** Set task **
Extract from the listing below every line that contains the string "white", copying each line in full. Matching is case-sensitive.

-----

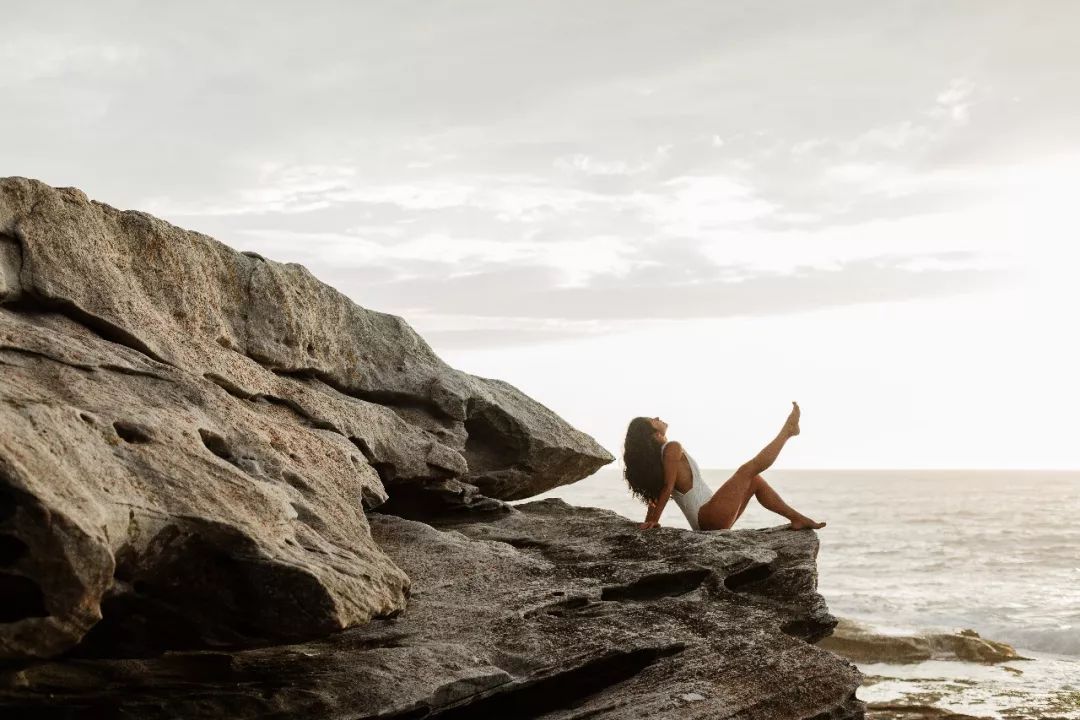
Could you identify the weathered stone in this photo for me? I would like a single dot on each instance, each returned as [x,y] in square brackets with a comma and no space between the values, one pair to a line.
[191,437]
[862,644]
[187,429]
[541,611]
[188,516]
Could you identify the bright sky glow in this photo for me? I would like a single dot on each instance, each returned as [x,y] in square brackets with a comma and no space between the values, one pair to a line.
[693,209]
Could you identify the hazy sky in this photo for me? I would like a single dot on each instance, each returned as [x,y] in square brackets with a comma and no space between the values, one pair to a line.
[693,209]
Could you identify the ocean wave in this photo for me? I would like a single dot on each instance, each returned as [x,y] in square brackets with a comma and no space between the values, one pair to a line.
[861,643]
[1057,641]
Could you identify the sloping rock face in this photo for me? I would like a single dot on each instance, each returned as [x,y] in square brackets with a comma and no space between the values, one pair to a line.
[539,611]
[190,435]
[226,491]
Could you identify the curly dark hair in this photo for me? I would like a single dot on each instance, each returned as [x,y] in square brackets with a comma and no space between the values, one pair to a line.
[643,466]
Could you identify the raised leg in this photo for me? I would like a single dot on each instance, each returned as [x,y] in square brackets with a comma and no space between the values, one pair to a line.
[764,460]
[771,500]
[730,500]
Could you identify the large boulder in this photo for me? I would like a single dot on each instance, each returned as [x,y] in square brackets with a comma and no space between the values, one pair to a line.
[191,434]
[537,611]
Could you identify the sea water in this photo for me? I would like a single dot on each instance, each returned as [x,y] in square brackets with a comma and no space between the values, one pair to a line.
[997,552]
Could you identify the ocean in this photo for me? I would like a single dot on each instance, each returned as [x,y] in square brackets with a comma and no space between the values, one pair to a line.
[920,552]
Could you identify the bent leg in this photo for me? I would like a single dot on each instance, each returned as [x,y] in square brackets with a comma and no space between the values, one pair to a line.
[729,502]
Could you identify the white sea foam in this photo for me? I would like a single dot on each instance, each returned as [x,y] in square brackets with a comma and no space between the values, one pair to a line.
[997,552]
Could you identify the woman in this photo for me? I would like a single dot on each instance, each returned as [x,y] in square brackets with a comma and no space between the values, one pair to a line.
[658,469]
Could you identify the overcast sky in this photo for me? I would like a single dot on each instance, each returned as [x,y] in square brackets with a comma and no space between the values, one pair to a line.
[693,209]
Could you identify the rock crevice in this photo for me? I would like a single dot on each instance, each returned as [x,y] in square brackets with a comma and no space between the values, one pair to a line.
[192,439]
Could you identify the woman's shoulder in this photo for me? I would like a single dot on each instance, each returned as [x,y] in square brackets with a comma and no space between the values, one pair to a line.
[671,447]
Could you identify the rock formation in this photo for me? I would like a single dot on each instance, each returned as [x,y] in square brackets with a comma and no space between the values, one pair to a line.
[862,644]
[193,442]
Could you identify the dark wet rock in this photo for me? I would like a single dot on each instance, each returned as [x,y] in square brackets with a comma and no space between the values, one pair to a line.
[545,611]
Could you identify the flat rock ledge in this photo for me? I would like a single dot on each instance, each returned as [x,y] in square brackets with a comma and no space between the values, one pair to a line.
[541,610]
[228,491]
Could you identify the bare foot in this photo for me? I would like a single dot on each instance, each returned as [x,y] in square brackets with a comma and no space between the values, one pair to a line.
[802,522]
[792,424]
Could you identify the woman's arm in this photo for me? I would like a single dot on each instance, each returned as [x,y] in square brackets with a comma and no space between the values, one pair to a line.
[671,471]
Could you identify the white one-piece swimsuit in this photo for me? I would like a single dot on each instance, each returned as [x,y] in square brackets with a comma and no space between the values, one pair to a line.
[698,496]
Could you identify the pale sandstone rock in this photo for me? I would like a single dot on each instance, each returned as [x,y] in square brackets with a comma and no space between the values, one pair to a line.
[541,611]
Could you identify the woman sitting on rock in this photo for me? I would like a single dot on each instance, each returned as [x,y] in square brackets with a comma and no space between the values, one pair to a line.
[658,469]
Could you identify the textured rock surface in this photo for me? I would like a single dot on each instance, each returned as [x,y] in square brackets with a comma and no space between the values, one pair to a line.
[213,475]
[544,611]
[187,428]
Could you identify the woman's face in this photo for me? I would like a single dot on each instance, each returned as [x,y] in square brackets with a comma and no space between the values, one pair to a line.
[658,425]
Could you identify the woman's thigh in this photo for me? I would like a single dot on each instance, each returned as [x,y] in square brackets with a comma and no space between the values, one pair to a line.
[723,508]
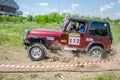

-----

** Answer to the task **
Could you identify the white sea foam in this photo for me? I would like a single dot on each instance, each returned as [x,y] in square brackets with a comma and no space between the values, one pair to a line.
Could you identify the white one-piece swimsuit in this photo for me? I would like a single dot on each instance, each returned as [x,y] in square brackets with a comma and no space between the values, one pair to a line.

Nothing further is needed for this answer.